Restate the data word for word and leave the images out.

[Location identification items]
+++++

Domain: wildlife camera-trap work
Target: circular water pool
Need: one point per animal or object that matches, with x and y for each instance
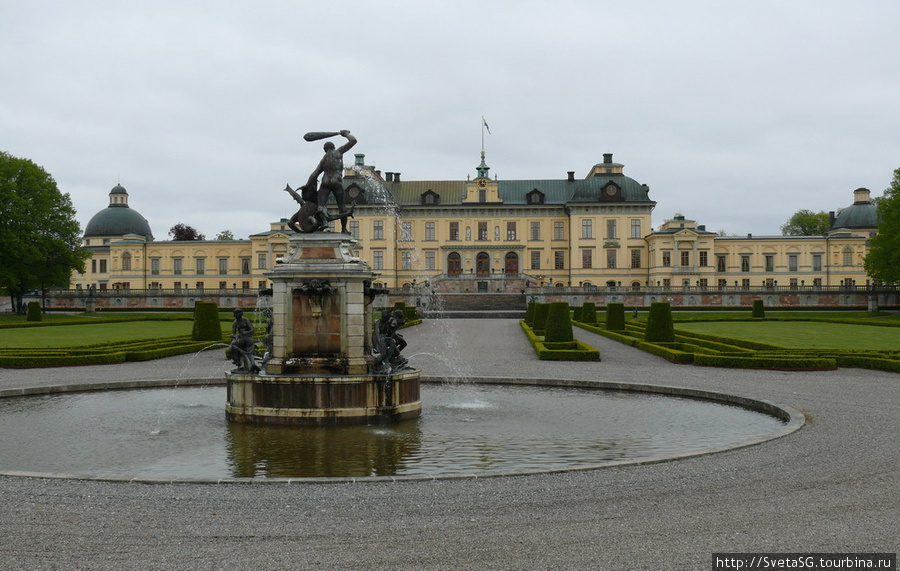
(174, 433)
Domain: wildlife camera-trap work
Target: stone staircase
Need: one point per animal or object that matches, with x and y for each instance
(477, 305)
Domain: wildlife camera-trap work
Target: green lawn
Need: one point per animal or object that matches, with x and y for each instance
(802, 333)
(90, 334)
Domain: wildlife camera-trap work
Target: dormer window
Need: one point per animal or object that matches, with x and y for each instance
(430, 197)
(535, 197)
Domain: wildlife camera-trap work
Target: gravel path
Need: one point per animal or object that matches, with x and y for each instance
(833, 486)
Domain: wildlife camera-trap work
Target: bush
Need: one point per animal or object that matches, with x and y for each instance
(559, 323)
(529, 313)
(615, 316)
(576, 313)
(540, 318)
(207, 325)
(34, 311)
(659, 323)
(758, 308)
(589, 313)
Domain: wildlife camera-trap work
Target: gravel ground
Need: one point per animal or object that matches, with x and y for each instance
(830, 487)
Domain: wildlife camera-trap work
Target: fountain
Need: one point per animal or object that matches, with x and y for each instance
(323, 368)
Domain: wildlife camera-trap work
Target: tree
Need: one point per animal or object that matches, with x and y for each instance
(883, 260)
(40, 240)
(807, 223)
(184, 233)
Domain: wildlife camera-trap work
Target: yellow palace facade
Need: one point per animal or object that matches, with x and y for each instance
(488, 235)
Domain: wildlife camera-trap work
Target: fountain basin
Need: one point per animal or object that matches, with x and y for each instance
(467, 430)
(323, 400)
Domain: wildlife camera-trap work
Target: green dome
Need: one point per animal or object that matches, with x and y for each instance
(118, 218)
(861, 214)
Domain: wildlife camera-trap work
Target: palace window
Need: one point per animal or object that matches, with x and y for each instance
(587, 228)
(482, 231)
(587, 259)
(559, 230)
(636, 228)
(817, 262)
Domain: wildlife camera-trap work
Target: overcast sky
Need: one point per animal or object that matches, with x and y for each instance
(735, 113)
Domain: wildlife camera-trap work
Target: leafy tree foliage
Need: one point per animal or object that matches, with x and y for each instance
(883, 260)
(806, 223)
(184, 233)
(40, 240)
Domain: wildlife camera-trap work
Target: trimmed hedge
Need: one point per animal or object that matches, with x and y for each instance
(540, 318)
(562, 351)
(659, 323)
(34, 311)
(758, 310)
(615, 316)
(529, 313)
(207, 325)
(589, 313)
(559, 323)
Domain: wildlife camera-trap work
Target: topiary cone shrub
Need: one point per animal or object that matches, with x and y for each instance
(758, 308)
(659, 323)
(540, 318)
(529, 313)
(207, 326)
(34, 311)
(615, 316)
(559, 323)
(589, 313)
(576, 313)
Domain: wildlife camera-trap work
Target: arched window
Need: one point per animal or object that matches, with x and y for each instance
(512, 263)
(454, 263)
(482, 263)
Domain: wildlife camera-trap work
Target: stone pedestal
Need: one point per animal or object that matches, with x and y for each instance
(321, 369)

+++++

* TASK SOLUTION:
Domain: wildlife camera-trap work
Target: circular water pool
Need: one point per animal or object that matches, with x and y for each instance
(174, 433)
Domain: wildlife camera-trap work
Target: stone staircase
Need: one point per animal or object that matches, with x and y for each instance
(477, 305)
Domain: wildlife camera-trap work
Target: green lawn
Need: one point per animal or object that matches, with x and y for each instance
(802, 333)
(90, 334)
Domain: wildlife camera-trap work
Target: dormer window
Need: one point per animal or object that matches, with x and y for each instance
(430, 197)
(535, 197)
Domain: wildlife camera-trap work
Target: gravel path
Need: one point per animal or object that matches, with x and y for each instance
(833, 486)
Domain: wildlife camera-trap work
Target: bush
Need: one point per animal or object that matches, with x and y for each instance
(559, 323)
(529, 313)
(615, 316)
(576, 313)
(540, 318)
(207, 325)
(34, 311)
(659, 323)
(758, 308)
(589, 313)
Domain: wildlife camera-trap work
Target: gravel ground
Need: one point per animal or object that matches, with x and y for each instance
(830, 487)
Domain: wildlife camera-trap work
Target: fountain
Need: one point per animal or object that matches, with x and y for each instance
(323, 368)
Domain: wildlife camera-trap work
Target: tree
Need: one point per animal or object that matches, with x and y for each instance
(883, 260)
(40, 240)
(807, 223)
(184, 233)
Domain: wildlife camera-trap work
Target: yellow palace facade
Need: one point per animal or object that matches, with x and y for each instance
(488, 235)
Domain: wildlife camera-trap work
Target: fountain basin
Need: one point per animal or object that matches, with x and y for each instance
(467, 430)
(323, 400)
Domain: wildlife camera-trap work
Target: green dome
Need: one point per animal or object that matches, with x and y for each instance
(118, 218)
(861, 214)
Domain: wildlife camera-trap work
Target: palace window
Need: one point per animal or object that matches, with x and y for each instance
(587, 228)
(482, 231)
(587, 259)
(559, 230)
(636, 228)
(817, 262)
Domain: wildlife camera-trap work
Target: overcast sky
Need: one point per animal or object that matches, with x and y for each instance
(735, 113)
Domain: wildlife camera-trap work
Target: leafy tree foliage
Need: one point per animal or object that matches, with x and y for each instance
(883, 260)
(806, 223)
(184, 233)
(40, 240)
Domain: wildlife camera-trap work
Target: trimmed hedge
Need: one point per animal or object that matches, with x and y for each instance
(540, 318)
(562, 351)
(659, 323)
(34, 311)
(758, 310)
(615, 316)
(529, 313)
(207, 325)
(589, 313)
(559, 323)
Domain: wildlife camera-trap work
Target: topiary cone shrub
Need: one point per animal or object that matches, with x and y for each instance
(758, 308)
(659, 323)
(540, 318)
(529, 313)
(207, 326)
(34, 311)
(615, 316)
(559, 323)
(589, 313)
(576, 313)
Domain: wildlife camera-trap work
Target: arched window
Need: one point per animal or object that matches, with x and y for each instance
(512, 263)
(454, 263)
(482, 263)
Domain: wildlife camera-trap work
Target: stone pedestal
Need: one point per animal or object that matches, with x and y for each instance
(321, 369)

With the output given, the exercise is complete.